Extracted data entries
- - -
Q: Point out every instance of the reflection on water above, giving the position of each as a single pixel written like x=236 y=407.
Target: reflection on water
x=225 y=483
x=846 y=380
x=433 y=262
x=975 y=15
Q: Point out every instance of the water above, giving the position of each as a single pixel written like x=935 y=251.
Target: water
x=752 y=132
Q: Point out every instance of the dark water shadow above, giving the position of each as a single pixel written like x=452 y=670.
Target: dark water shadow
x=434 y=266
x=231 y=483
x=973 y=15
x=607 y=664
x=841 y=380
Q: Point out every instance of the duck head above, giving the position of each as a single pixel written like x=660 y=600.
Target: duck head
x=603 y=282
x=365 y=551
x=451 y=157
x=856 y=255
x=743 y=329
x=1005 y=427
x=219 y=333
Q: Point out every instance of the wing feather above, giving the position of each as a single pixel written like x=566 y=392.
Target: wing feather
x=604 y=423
- - -
▸ **Directive**
Copy out all the items above, substituting "duck bill" for each occurrence of "duck head" and leaving every other word unchanged.

▸ **Task solution**
Q: Point out every instance of the reflection on water above, giving the position of each as a single pixel written like x=236 y=407.
Target: reflection on water
x=225 y=483
x=846 y=380
x=433 y=262
x=975 y=15
Q: Point out every instance of the water above, giving the position of each as a single pixel written like x=935 y=251.
Target: water
x=752 y=132
Q: Point out every instance of the dark water shadow above, giving the position of each as a single pixel written like x=452 y=670.
Target: dark water shadow
x=434 y=266
x=231 y=483
x=973 y=15
x=607 y=664
x=841 y=380
Q: Point out every instance of the duck bill above, giving the position of each as a single pixel written like x=660 y=600.
Target: duck bill
x=603 y=282
x=365 y=551
x=451 y=157
x=856 y=255
x=743 y=329
x=1005 y=427
x=219 y=333
Q: Point out every instance of the wing feather above, giving the position of each as a single pixel written like x=566 y=392.
Target: wing feather
x=604 y=423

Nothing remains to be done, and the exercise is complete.